What to produce — Will you give every entry again exactly as it stands?

[Stored records]
======
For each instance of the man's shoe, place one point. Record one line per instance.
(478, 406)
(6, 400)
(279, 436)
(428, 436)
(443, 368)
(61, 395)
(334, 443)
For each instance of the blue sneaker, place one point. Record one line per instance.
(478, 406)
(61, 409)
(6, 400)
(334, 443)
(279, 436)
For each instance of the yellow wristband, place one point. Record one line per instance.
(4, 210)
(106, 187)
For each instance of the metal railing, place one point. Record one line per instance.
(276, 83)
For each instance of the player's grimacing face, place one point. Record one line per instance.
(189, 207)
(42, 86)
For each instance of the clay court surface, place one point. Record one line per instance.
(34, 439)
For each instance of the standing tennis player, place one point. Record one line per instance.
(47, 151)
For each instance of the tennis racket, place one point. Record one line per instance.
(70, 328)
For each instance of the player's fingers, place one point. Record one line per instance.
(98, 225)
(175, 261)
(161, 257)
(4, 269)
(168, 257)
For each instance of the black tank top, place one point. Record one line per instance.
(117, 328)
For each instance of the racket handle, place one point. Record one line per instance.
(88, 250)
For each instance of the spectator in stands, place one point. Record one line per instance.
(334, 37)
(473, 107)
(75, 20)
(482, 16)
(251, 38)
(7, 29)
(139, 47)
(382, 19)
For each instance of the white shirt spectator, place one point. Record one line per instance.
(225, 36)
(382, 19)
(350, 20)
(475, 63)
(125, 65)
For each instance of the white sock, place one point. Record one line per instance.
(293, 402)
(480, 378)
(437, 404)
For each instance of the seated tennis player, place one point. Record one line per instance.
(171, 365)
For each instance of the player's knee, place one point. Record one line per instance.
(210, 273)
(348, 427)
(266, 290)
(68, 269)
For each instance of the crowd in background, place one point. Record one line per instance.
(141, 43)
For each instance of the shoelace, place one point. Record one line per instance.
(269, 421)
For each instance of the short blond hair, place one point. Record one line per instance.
======
Output for this exercise —
For each instance of the man's shoe, place one point. Record one line per instance.
(478, 406)
(6, 400)
(279, 436)
(428, 436)
(443, 368)
(61, 395)
(334, 443)
For each instance of the blue sneaker, place one point. Record one line per instance.
(478, 406)
(61, 409)
(6, 400)
(334, 443)
(279, 436)
For each instance of the yellow wristband, place one point. Record one line per instance.
(4, 210)
(106, 187)
For each instance of the metal railing, place one point. Record one line per instance.
(276, 83)
For each instance of the player's grimacing face, place one point. Record one line per instance.
(189, 207)
(42, 86)
For each instance of the clay court surface, place one point. Record one line per instance.
(34, 439)
For each instance of the standing tennis player, place one point. Record one line per instance.
(47, 151)
For each instance of the tennis racket, place one point. Record one line per instance.
(70, 328)
For each instance of the player's fingers, place one point. Record one line per instance.
(98, 225)
(175, 261)
(161, 257)
(4, 269)
(168, 257)
For each instance of the black tank top, place one point. Record one line per instance.
(117, 328)
For each instance of the racket handle, place one point. Record one line per instance.
(88, 250)
For each instance of the spectator in stands, place one point. Record one line per instance.
(334, 37)
(473, 107)
(75, 20)
(482, 16)
(251, 38)
(7, 29)
(139, 47)
(382, 19)
For each instance of the white shirt spectator, place one point. Record one line per instance.
(225, 36)
(382, 19)
(350, 20)
(475, 63)
(125, 65)
For each instance of the white sock, place one point. Record one line per instance.
(293, 402)
(480, 378)
(437, 404)
For each instance of the seated tennis player, place one point. Record one line per instance.
(171, 365)
For each instance of the player's knee, place one point. Record one line per instance.
(210, 273)
(348, 427)
(266, 290)
(68, 269)
For each instance of the crowd in background, place one point. Record one line per instance.
(141, 43)
For each instance of the shoelace, place one point. Record one line per instance.
(269, 421)
For each instance of the short blond hair, place one point. Record one line per instance.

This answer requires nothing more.